Stored dataset items:
* * *
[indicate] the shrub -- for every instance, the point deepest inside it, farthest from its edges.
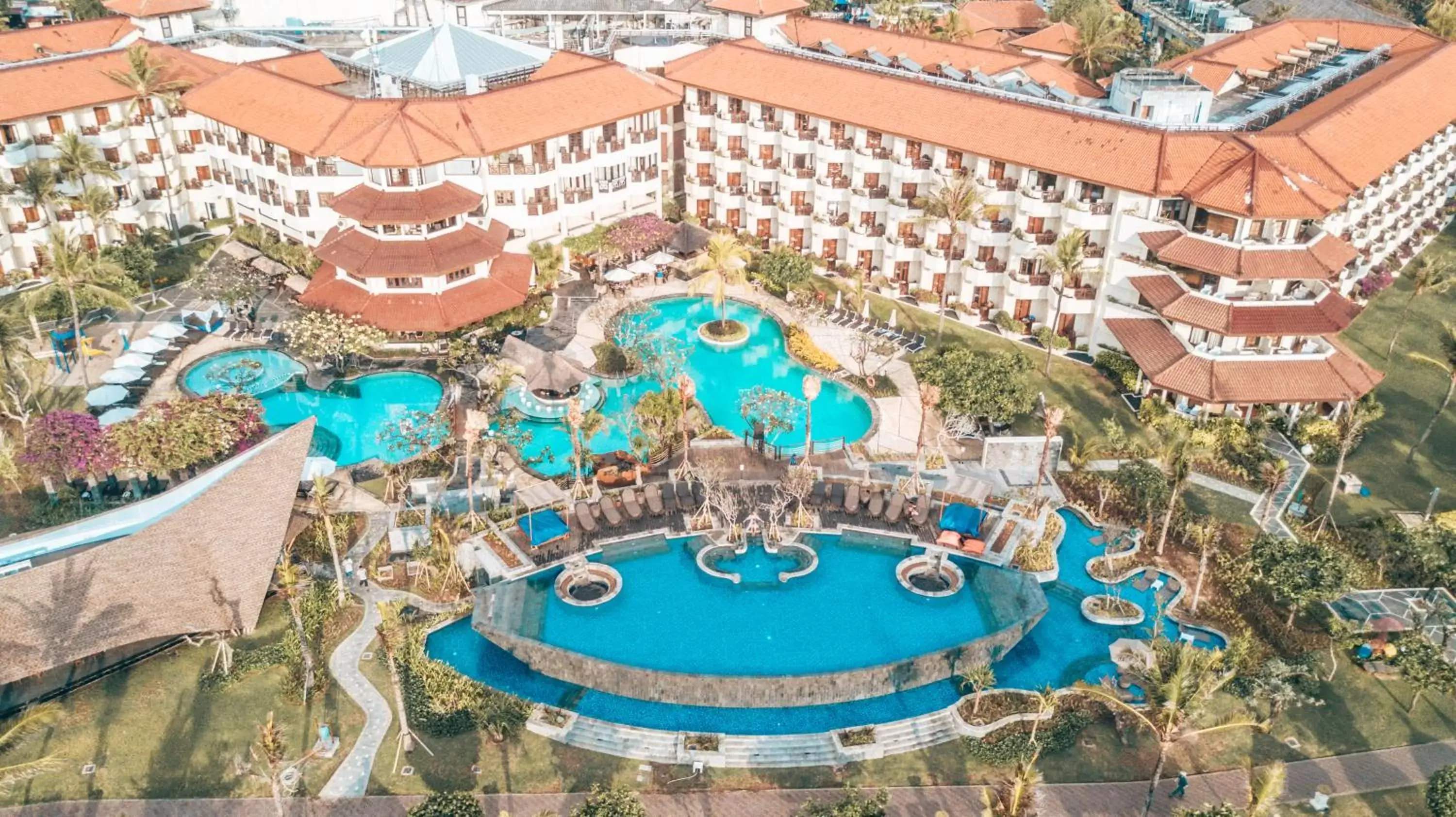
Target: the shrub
(1119, 367)
(447, 804)
(1012, 743)
(809, 353)
(1440, 793)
* * *
DESCRIPTION OF THE TASK: Output the records above as a two-column CSV with the header instruction,response, giving one row per record with its text under instruction and its answer under response. Quote each field, replace any line breaks with spaces, and omit the pictures.

SOLVED PROBLEM:
instruction,response
"[indicate] the shrub -- for every instance, the point deepest inside it, farthest from its edges. Target: the shrub","(1119, 367) (447, 804) (1012, 743) (809, 353) (1440, 793)"